*YOUR OBJECTIVE*.
Each line from the one that contains "like [347, 172]." through the end of the entries should be repeated exactly, with nothing added.

*Natural language region descriptions*.
◇ ◇ ◇ ◇

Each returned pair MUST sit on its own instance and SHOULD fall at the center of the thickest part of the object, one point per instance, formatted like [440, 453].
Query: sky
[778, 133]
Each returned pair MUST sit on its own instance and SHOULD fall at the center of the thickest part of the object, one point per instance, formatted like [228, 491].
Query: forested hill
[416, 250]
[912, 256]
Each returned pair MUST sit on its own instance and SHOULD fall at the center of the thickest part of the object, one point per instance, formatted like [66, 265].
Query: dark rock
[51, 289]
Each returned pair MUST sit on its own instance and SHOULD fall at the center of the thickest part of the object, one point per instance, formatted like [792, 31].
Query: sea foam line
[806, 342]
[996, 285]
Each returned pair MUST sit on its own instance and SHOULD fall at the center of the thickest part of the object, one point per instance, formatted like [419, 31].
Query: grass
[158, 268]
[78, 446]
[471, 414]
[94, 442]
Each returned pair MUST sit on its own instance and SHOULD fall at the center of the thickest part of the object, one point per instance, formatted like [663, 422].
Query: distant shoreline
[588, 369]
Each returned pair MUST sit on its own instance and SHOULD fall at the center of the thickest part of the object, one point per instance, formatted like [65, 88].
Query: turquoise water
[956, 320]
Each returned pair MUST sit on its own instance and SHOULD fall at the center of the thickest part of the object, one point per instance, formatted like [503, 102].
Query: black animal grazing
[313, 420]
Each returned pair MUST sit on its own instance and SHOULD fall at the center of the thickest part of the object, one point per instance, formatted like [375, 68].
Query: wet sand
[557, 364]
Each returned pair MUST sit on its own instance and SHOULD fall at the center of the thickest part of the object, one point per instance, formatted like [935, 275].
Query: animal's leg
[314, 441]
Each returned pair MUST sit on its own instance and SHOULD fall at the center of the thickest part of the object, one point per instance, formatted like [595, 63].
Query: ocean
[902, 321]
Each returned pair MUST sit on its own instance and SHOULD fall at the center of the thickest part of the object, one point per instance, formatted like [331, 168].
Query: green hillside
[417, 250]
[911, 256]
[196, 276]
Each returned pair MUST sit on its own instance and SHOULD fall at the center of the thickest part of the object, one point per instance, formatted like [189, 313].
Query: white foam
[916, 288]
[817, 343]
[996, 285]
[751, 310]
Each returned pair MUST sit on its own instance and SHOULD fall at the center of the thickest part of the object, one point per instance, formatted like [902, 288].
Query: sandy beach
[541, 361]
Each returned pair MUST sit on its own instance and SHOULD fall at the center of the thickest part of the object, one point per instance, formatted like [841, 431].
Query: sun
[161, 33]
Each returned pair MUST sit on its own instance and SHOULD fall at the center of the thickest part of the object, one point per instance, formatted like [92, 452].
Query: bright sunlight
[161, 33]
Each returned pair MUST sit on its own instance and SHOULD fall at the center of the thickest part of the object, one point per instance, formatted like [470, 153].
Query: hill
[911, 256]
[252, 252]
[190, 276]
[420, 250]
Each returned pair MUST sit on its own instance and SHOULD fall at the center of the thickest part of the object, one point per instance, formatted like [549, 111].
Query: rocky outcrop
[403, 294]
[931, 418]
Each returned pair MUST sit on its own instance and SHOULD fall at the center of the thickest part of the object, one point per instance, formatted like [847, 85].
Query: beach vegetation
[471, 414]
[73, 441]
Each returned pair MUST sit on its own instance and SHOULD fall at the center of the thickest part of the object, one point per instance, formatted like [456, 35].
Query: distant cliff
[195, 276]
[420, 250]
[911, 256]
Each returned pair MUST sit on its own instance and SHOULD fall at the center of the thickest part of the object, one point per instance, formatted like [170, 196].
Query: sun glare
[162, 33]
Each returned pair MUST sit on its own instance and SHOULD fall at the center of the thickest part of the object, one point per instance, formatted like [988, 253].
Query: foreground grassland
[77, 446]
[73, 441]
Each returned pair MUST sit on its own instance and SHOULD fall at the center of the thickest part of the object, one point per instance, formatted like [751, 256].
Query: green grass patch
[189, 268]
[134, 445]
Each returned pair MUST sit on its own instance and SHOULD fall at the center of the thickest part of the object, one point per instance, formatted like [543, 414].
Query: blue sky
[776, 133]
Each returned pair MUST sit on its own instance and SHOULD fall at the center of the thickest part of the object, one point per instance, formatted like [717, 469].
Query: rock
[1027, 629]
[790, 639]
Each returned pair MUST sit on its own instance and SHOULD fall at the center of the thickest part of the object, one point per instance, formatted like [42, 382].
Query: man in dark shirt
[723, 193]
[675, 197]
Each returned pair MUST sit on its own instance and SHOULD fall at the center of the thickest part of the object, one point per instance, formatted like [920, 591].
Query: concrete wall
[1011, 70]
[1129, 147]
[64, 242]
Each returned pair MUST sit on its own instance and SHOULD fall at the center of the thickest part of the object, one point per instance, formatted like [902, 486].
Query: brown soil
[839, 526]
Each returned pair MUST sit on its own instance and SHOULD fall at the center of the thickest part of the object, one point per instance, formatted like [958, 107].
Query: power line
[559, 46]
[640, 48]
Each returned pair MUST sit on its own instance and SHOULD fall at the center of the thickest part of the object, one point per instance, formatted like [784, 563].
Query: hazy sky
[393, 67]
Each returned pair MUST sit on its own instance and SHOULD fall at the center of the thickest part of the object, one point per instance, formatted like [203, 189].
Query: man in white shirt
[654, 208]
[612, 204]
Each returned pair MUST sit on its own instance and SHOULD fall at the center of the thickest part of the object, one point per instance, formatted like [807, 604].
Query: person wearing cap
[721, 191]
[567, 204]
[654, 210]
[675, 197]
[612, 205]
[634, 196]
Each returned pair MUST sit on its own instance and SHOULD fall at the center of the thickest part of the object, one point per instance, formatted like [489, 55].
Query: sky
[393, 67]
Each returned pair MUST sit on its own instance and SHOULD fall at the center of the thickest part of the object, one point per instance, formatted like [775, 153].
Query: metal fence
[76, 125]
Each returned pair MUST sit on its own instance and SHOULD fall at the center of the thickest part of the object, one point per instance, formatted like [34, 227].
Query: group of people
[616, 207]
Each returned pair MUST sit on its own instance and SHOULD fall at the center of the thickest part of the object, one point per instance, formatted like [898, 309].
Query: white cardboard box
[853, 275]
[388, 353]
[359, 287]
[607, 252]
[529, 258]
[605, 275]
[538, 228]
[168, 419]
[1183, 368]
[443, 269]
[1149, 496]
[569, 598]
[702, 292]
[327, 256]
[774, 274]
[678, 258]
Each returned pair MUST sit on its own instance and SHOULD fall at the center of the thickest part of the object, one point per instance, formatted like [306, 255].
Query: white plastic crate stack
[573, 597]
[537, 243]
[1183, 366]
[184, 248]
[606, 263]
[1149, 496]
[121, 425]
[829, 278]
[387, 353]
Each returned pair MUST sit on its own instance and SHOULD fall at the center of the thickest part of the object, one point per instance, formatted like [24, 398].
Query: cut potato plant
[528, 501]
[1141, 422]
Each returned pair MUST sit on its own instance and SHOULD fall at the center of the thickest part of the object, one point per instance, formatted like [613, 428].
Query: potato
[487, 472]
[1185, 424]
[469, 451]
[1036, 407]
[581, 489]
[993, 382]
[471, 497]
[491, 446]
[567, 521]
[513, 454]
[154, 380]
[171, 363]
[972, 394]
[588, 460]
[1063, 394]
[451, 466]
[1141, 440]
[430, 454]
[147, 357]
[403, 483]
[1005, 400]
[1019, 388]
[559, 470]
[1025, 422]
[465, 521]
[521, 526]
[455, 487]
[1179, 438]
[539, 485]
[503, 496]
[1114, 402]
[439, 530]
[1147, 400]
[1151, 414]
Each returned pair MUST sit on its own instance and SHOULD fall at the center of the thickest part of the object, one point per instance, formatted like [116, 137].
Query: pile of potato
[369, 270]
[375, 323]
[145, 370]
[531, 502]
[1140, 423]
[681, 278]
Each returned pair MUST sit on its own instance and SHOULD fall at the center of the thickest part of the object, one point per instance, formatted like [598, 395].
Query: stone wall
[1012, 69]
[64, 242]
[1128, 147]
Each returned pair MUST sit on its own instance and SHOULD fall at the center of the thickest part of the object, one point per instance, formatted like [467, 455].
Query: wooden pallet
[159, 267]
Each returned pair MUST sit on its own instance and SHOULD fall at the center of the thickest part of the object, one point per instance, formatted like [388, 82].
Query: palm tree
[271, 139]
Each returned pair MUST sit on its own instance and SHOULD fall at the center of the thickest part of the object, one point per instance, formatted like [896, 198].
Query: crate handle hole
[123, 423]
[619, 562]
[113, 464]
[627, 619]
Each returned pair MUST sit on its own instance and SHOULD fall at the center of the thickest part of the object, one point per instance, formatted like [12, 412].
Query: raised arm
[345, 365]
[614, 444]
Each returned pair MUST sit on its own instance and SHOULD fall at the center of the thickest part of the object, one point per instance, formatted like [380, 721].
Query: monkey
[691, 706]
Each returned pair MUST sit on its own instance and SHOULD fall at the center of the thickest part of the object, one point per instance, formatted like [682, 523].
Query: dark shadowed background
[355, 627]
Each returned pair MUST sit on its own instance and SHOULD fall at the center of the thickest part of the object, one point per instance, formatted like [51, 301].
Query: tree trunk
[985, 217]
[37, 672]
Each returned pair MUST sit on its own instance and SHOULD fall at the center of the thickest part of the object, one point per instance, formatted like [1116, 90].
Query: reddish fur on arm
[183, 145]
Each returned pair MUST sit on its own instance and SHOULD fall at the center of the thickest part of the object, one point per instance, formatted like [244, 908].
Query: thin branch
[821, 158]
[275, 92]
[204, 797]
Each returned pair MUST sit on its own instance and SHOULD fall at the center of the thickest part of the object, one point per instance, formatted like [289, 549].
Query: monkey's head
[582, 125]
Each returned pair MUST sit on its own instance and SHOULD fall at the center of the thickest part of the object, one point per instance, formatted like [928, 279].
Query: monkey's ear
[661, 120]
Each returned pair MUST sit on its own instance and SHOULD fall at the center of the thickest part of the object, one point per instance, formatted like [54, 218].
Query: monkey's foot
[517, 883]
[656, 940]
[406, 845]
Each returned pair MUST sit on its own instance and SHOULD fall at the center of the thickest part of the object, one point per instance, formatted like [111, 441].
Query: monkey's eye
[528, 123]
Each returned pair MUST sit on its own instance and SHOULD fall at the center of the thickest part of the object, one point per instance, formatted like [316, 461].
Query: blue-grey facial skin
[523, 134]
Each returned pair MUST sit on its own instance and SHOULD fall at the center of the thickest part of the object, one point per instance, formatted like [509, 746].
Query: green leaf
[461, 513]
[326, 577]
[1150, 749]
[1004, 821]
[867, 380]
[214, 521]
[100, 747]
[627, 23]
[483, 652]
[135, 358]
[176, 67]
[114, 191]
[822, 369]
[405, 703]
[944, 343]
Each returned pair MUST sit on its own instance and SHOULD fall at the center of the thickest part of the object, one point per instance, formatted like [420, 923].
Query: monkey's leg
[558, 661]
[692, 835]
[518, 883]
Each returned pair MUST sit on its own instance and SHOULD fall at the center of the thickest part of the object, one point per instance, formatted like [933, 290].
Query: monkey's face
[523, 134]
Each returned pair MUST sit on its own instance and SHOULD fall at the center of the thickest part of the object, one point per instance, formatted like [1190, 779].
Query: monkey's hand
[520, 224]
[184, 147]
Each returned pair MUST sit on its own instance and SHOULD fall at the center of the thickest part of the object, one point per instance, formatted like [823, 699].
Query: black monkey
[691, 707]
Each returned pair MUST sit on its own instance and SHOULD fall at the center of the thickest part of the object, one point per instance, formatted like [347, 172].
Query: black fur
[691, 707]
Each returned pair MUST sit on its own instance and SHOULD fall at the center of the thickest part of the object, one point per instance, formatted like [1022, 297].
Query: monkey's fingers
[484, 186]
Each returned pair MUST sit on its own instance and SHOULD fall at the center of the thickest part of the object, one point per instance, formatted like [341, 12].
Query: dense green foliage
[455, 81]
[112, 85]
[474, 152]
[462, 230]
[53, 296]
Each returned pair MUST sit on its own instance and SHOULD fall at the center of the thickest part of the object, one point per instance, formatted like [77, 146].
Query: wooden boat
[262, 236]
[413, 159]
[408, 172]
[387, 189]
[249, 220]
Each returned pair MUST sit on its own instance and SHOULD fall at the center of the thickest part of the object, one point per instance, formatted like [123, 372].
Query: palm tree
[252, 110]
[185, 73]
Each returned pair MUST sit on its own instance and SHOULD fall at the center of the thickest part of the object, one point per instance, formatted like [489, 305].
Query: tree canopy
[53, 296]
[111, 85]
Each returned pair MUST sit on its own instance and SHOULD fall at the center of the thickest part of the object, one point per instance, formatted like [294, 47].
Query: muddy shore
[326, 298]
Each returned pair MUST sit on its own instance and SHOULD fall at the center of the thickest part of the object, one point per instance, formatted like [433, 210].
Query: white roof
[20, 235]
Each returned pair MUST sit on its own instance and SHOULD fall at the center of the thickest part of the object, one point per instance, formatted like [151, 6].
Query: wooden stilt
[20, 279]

◇ ◇ ◇ ◇

*TASK RESPONSE*.
Each returned pair MUST sit on its own instance and SHOULD fall at the center of the thickest part of the object, one point per instance, formatted like [347, 172].
Query: black fur
[691, 707]
Each returned pair MUST sit on its own instance and SHOULD fall at the center of the thickest part of the object, one point per instance, formatted like [1022, 297].
Query: monkey's fingers
[484, 186]
Each returned pair MUST sit on its own instance and SHOULD fall at the center of the thickest part of the object, one point per instance, formatted like [341, 12].
Query: dense green foliage
[455, 81]
[112, 85]
[474, 152]
[462, 230]
[53, 296]
Each returned pair MUST sit on its own instance and SHOULD fall at the center of the thickest part of the object, one point per instance, formatted like [77, 146].
Query: wooden boat
[262, 236]
[413, 159]
[408, 172]
[387, 189]
[249, 220]
Each returned pair MUST sit on its own instance and SHOULD fall at the center of the thickest part of the object, one point per instance, formatted like [123, 372].
Query: palm tree
[252, 110]
[185, 73]
Each returned pair MUST sit on its own instance and SHOULD fall at the center of the thickest part of the object, one point per instance, formatted like [489, 305].
Query: tree canopy
[53, 296]
[111, 85]
Each returned pair MUST sit on its own instance and SHOULD fall at the center of the thickest part of the object, one point per instance, formatted like [294, 47].
Query: muddy shore
[326, 298]
Each returned pair MUST sit on its own instance and SHOULD fall at the center of the thickest part of the object, one point per instance, formatted like [433, 210].
Query: white roof
[20, 235]
Each returned pair MUST sit on its own instance and SHOULD fall at the center of the thickest part of the object, one point per instance, formatted like [151, 6].
Query: wooden stilt
[20, 279]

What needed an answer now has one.